### Instructions to follow
Give the entries again exactly, without pictures.

Collected data entries
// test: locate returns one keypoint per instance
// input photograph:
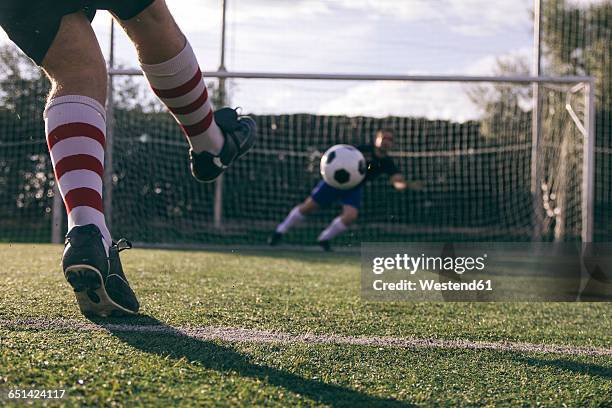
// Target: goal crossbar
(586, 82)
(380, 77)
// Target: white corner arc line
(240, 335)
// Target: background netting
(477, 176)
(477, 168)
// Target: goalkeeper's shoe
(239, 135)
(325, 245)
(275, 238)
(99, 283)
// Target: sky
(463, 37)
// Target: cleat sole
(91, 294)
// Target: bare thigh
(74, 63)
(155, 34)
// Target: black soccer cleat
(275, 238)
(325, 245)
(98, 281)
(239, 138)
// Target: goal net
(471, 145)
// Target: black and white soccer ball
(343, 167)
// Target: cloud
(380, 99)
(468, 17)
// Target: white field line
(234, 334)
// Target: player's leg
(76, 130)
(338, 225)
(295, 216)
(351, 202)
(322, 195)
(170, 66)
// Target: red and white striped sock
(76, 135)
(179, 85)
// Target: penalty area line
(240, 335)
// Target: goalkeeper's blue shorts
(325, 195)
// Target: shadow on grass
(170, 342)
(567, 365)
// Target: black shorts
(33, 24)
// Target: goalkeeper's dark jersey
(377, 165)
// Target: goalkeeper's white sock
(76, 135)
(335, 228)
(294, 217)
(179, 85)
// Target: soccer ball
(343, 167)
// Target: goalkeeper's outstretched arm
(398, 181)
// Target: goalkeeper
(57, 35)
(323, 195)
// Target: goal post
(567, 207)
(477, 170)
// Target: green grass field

### Response below
// test: locate returns one keypoint per instance
// input photograph:
// Target: goal crossbar
(586, 82)
(380, 77)
// Target: white corner arc line
(240, 335)
// Target: background netting
(477, 176)
(477, 168)
// Target: goalkeeper's shoe
(239, 135)
(325, 245)
(275, 238)
(99, 283)
// Target: sky
(463, 37)
// Target: cleat sole
(91, 294)
// Target: bare thigh
(74, 63)
(155, 34)
// Target: black soccer cleat
(275, 238)
(325, 245)
(98, 281)
(239, 138)
// Target: goal net
(471, 145)
// Target: black and white soccer ball
(343, 167)
// Target: cloud
(380, 99)
(468, 17)
// Target: white field line
(234, 334)
// Target: player's leg
(76, 130)
(338, 225)
(295, 216)
(351, 202)
(322, 195)
(170, 66)
// Target: red and white striped sock
(76, 135)
(179, 85)
// Target: penalty area line
(240, 335)
// Target: goalkeeper's blue shorts
(325, 195)
// Target: shadow on grass
(170, 342)
(567, 365)
// Target: black shorts
(33, 24)
// Target: goalkeeper's dark jersey
(377, 165)
// Target: goalkeeper's white sock
(76, 135)
(335, 228)
(294, 217)
(179, 85)
// Target: soccer ball
(343, 167)
// Target: goalkeeper's outstretched arm
(398, 181)
// Target: goalkeeper
(57, 35)
(323, 195)
// Target: goal post
(567, 207)
(477, 170)
// Target: green grass field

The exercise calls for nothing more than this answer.